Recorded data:
——

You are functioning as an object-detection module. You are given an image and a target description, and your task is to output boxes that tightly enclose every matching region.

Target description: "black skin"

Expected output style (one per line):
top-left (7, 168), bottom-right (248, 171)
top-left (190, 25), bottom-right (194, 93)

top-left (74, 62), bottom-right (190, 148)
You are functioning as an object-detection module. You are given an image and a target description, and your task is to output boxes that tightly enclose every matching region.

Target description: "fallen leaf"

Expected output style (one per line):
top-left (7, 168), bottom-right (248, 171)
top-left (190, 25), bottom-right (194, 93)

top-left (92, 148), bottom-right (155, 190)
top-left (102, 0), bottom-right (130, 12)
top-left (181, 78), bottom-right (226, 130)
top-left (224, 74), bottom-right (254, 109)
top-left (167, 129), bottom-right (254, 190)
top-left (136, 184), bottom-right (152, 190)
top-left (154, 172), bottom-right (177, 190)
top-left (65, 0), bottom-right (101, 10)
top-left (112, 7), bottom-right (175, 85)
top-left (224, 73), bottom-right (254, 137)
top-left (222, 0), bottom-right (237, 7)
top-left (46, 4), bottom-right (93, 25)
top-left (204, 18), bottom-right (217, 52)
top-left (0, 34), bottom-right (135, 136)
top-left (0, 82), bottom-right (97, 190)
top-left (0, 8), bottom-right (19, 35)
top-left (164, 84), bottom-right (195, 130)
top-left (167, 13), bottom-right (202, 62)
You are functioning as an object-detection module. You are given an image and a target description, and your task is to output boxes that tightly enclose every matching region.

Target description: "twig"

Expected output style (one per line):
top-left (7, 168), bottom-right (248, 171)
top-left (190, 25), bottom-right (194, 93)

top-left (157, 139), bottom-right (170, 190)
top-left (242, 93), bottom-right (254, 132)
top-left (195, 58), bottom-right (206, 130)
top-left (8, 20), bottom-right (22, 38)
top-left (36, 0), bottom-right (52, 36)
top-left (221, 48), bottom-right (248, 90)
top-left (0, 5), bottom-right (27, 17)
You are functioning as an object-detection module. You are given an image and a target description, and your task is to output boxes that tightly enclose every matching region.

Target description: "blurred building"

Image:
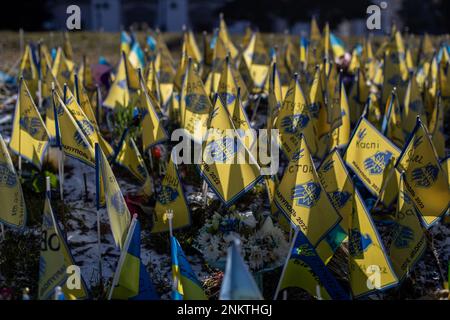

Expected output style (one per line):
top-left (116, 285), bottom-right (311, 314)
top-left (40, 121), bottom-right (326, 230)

top-left (45, 0), bottom-right (404, 34)
top-left (46, 0), bottom-right (216, 32)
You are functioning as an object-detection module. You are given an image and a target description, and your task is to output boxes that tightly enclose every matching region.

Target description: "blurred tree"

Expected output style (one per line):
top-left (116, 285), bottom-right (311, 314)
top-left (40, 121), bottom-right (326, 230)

top-left (219, 0), bottom-right (371, 32)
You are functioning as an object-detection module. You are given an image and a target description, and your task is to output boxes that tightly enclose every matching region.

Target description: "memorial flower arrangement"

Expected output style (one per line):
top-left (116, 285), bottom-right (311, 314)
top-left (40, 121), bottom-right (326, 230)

top-left (194, 209), bottom-right (290, 272)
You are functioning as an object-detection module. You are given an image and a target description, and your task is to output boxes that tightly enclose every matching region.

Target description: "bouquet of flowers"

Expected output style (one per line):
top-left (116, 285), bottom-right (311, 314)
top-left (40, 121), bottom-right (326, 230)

top-left (194, 209), bottom-right (290, 272)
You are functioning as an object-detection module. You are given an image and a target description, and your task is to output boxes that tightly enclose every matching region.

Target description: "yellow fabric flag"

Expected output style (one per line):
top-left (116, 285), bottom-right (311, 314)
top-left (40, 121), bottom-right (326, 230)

top-left (242, 32), bottom-right (270, 93)
top-left (152, 153), bottom-right (191, 233)
top-left (383, 89), bottom-right (405, 147)
top-left (43, 62), bottom-right (63, 139)
top-left (53, 91), bottom-right (95, 166)
top-left (275, 228), bottom-right (350, 300)
top-left (180, 58), bottom-right (212, 142)
top-left (38, 193), bottom-right (89, 300)
top-left (403, 73), bottom-right (427, 135)
top-left (267, 62), bottom-right (283, 131)
top-left (96, 144), bottom-right (131, 248)
top-left (52, 47), bottom-right (74, 90)
top-left (362, 39), bottom-right (376, 81)
top-left (348, 68), bottom-right (369, 126)
top-left (218, 14), bottom-right (238, 60)
top-left (310, 65), bottom-right (329, 158)
top-left (18, 44), bottom-right (38, 98)
top-left (389, 170), bottom-right (427, 281)
top-left (103, 52), bottom-right (140, 109)
top-left (145, 60), bottom-right (162, 107)
top-left (78, 56), bottom-right (96, 91)
top-left (64, 87), bottom-right (114, 158)
top-left (364, 92), bottom-right (382, 130)
top-left (381, 32), bottom-right (408, 107)
top-left (114, 132), bottom-right (153, 198)
top-left (285, 35), bottom-right (301, 73)
top-left (75, 76), bottom-right (99, 131)
top-left (140, 81), bottom-right (169, 151)
top-left (327, 69), bottom-right (343, 133)
top-left (316, 150), bottom-right (353, 264)
top-left (442, 157), bottom-right (449, 185)
top-left (428, 93), bottom-right (446, 159)
top-left (344, 117), bottom-right (400, 207)
top-left (330, 79), bottom-right (351, 149)
top-left (154, 45), bottom-right (176, 109)
top-left (348, 190), bottom-right (399, 298)
top-left (174, 32), bottom-right (193, 92)
top-left (10, 79), bottom-right (49, 170)
top-left (199, 95), bottom-right (262, 205)
top-left (396, 118), bottom-right (450, 227)
top-left (0, 134), bottom-right (26, 228)
top-left (229, 88), bottom-right (256, 152)
top-left (217, 57), bottom-right (239, 110)
top-left (275, 74), bottom-right (318, 160)
top-left (274, 135), bottom-right (341, 246)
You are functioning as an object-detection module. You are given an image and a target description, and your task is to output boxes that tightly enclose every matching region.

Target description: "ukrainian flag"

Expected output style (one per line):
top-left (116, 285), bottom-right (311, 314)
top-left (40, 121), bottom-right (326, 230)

top-left (171, 236), bottom-right (207, 300)
top-left (219, 240), bottom-right (263, 300)
top-left (275, 228), bottom-right (350, 300)
top-left (109, 216), bottom-right (159, 300)
top-left (330, 33), bottom-right (345, 58)
top-left (129, 41), bottom-right (145, 70)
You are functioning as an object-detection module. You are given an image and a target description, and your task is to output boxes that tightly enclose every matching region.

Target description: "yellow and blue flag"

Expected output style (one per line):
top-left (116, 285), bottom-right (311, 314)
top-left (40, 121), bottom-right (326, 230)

top-left (275, 228), bottom-right (350, 300)
top-left (218, 14), bottom-right (238, 61)
top-left (121, 31), bottom-right (133, 56)
top-left (344, 116), bottom-right (400, 207)
top-left (52, 47), bottom-right (74, 90)
top-left (275, 74), bottom-right (318, 159)
top-left (242, 32), bottom-right (270, 93)
top-left (330, 78), bottom-right (351, 150)
top-left (219, 240), bottom-right (263, 300)
top-left (316, 150), bottom-right (353, 264)
top-left (103, 51), bottom-right (140, 109)
top-left (348, 68), bottom-right (369, 126)
top-left (0, 134), bottom-right (26, 228)
top-left (129, 41), bottom-right (145, 70)
top-left (348, 189), bottom-right (399, 298)
top-left (199, 95), bottom-right (262, 206)
top-left (18, 44), bottom-right (38, 98)
top-left (382, 89), bottom-right (405, 147)
top-left (10, 78), bottom-right (50, 170)
top-left (403, 73), bottom-right (427, 136)
top-left (171, 236), bottom-right (207, 300)
top-left (113, 129), bottom-right (153, 198)
top-left (330, 33), bottom-right (345, 58)
top-left (180, 58), bottom-right (212, 143)
top-left (64, 85), bottom-right (113, 158)
top-left (152, 152), bottom-right (191, 233)
top-left (428, 92), bottom-right (446, 159)
top-left (274, 135), bottom-right (341, 246)
top-left (109, 216), bottom-right (159, 300)
top-left (38, 186), bottom-right (89, 300)
top-left (389, 170), bottom-right (427, 282)
top-left (53, 91), bottom-right (95, 167)
top-left (139, 80), bottom-right (169, 151)
top-left (95, 144), bottom-right (131, 248)
top-left (395, 117), bottom-right (450, 227)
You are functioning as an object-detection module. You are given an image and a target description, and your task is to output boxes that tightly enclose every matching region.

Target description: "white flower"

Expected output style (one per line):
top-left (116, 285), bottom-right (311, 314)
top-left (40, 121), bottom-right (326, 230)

top-left (248, 245), bottom-right (264, 270)
top-left (196, 231), bottom-right (212, 246)
top-left (260, 217), bottom-right (275, 235)
top-left (239, 211), bottom-right (257, 229)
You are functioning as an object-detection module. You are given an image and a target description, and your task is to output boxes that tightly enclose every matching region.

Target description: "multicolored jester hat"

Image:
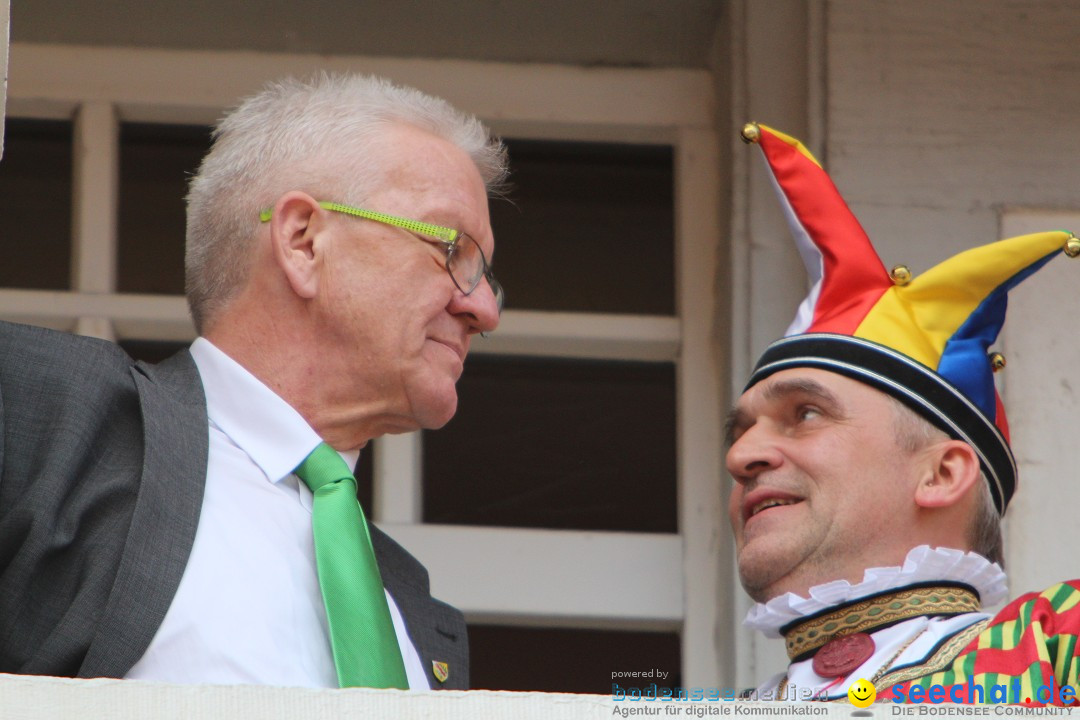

——

Requirement:
Search the records for the word "blurred" and copy every line where it occurs.

Exercise result:
Target description: "blurred building"
Target description: "blurred tree"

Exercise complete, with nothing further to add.